• [Requirement 1]
Answer these questions from the liquid crystal display patent text:
(a) On what date was application Ser. No. 585,883 filed?
(b) In what alignment does liquid crystal transmit light?
(c) What other name does the text give for random alignment?
• [Requirement 2]
For each statement, say whether the liquid crystal display patent text supports it. Answer yes or no and quote the words of the text that decide it.
(a) The invention covers selectively addressing multicolor portions of a liquid crystal color display apparatus.
(b) Liquid crystal transmits light when it is in a random alignment.
(c) Application No. 608,135 was filed in March 1984.
• [Requirement 3] Extend the liquid crystal display patent text, picking up right after its last sentence.

Reference is made to U.S. Pats. No. 4,435,047, 4,579,423, 4,606,611, 4,596,445, and 4,556,289, and commonly assigned applications Ser. No. 477,242, filed Mar. 21, 1983: No. 480,461, filed Mar. 30, 1983; No. 585,883, filed Mar. 2, 1984; and No. 608,135, filed May 8, 1984, the entire disclosures of which hereby are incorporated by reference.


TECHNICAL FIELD

The present invention relates generally, as indicated, to liquid crystal color displays and methods, and, more particularly, to the use of substractive color principles in a multi-layer and/or multicolor liquid crystal display to obtain selected color outputs that may be used to provide a constant or static output image and/or a dynamic or moving image, for example analogous to that produced by a color television. The invention also relates to the scanning, e.g. in the sense of selectively addressing, of respective multicolor portions of a liquid crystal color display apparatus to enable the multiple coloring of the light output, e.g. like a color television picture tube.


BACKGROUND

Liquid crystal material currently is used in a wide variety of devices, including, for example, optical devices such as visual displays. A property of liquid crystal enabling use in visual displays is the ability to scatter and/or to absorb light when the liquid crystal is in a random alignment (sometimes referred to herein as distorted alignment) and the ability to transmit light when the liquid crystal is in an ordered alignment (sometimes referred to herein as parallel alignment).

• [Material shown]
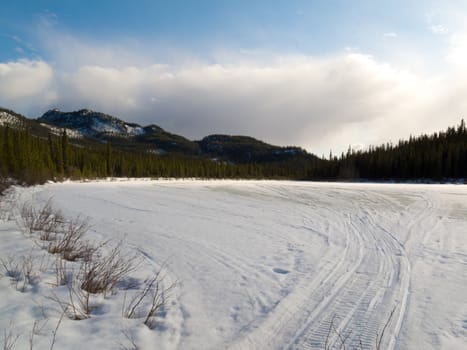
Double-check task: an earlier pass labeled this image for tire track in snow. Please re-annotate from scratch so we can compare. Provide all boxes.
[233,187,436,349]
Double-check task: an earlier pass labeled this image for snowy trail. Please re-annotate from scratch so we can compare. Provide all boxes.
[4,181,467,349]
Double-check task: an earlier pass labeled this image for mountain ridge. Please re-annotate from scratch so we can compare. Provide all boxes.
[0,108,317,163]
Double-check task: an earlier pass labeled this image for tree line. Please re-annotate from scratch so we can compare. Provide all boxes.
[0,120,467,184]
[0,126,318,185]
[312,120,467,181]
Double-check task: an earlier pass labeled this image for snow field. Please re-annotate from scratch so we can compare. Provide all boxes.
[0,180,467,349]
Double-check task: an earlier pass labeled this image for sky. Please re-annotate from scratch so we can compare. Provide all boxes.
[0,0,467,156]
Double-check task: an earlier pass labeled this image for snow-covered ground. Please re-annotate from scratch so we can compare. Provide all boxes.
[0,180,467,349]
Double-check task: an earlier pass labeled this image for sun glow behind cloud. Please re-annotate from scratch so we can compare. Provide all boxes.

* * *

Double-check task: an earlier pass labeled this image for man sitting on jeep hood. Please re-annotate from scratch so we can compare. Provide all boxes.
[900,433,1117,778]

• [Result 1]
(a) Mar. 2, 1984
(b) An ordered alignment, also called parallel alignment
(c) Distorted alignment

• [Result 2]
(a) Yes: "The invention also relates to the scanning, e.g. in the sense of selectively addressing, of respective multicolor portions of a liquid crystal color display apparatus"
(b) No: "the ability to transmit light when the liquid crystal is in an ordered alignment"
(c) No: "No. 608,135, filed May 8, 1984"

• [Result 3]
Examples of electrically responsive liquid crystal material and use thereof are found in the above patent(s) and applications and in U.S. Pat. No. 3,322,485. Certain types of liquid crystal material are responsive to a prescribed input, such as temperature or electrical input (e.g. electric field, voltage, frequency), changing the optical characteristics and/or the random or ordered alignment of the liquid crystal material, in response to such prescribed input.
Currently there are three categories of liquid crystal materials, namely choleteric, nematic and smectic. The present invention preferably uses nematic liquid crystal material or a combination of nematic and some cholesteric type. More specifically, the liquid crystal material preferably is operationally nematic, i.e. it acts as nematic material and not as the other types. Operationally nematic means that in the absence of external fields structural distortion of the liquid crystal is dominated by the orientation of the liquid crystal at its boundaries rather than by bulk effects, such as very strong twists, as in cholesteric material, or layering, as in smectic material. The operationally nematic material may include nematic and cholesteric liquid crystal materials. Thus, for example, operationally nematic liquid crystal with chiral ingredients, which induce a tendency to twist but cannot overcome the effects of boundary alignment, still would be operationally nematic.
Hereinbelow the liquid crystal of the invention primarily will be referred to interchangeably and equivalently as nematic or as operationally nematic. Although various characteristics of the various liquid crystal materials are described in the prior art, one known characteristic is that of reversibility, e.g. of physical, structural, optical and/or electrical properties, as a prescribed input is applied or removed. Particularly, nematic liquid crystal material is known to be reversible, but cholesteric material ordinarily is not reversible.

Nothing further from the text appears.